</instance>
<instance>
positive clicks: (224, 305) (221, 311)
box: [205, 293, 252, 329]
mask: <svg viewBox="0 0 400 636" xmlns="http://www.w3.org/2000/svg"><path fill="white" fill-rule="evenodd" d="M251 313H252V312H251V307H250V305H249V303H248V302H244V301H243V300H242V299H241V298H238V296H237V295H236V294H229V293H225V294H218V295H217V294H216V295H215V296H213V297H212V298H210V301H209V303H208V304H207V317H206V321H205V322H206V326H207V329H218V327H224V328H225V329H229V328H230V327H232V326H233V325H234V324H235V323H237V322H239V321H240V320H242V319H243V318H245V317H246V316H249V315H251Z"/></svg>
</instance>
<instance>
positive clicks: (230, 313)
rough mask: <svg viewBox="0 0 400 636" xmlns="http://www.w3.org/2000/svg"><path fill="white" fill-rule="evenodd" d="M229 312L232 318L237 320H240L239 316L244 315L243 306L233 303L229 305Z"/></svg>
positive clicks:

-*-

WHAT YOU WILL DO
Retype the listing above line by line, with no change to any character.

RESULT
</instance>
<instance>
positive clicks: (224, 305) (221, 311)
box: [205, 293, 252, 329]
mask: <svg viewBox="0 0 400 636" xmlns="http://www.w3.org/2000/svg"><path fill="white" fill-rule="evenodd" d="M251 313H252V312H251V307H250V305H249V303H248V302H244V301H243V300H242V299H241V298H238V296H237V295H236V294H229V293H225V294H218V295H217V294H216V295H215V296H213V297H212V298H210V301H209V303H208V304H207V317H206V321H205V322H206V326H207V329H218V327H224V328H225V329H229V328H230V327H232V326H233V325H234V324H235V323H237V322H239V321H240V320H242V319H243V318H245V317H246V316H249V315H251Z"/></svg>
</instance>
<instance>
positive clicks: (230, 313)
rough mask: <svg viewBox="0 0 400 636" xmlns="http://www.w3.org/2000/svg"><path fill="white" fill-rule="evenodd" d="M229 312L232 318L237 320H240L239 316L244 315L243 306L233 303L229 305Z"/></svg>
positive clicks:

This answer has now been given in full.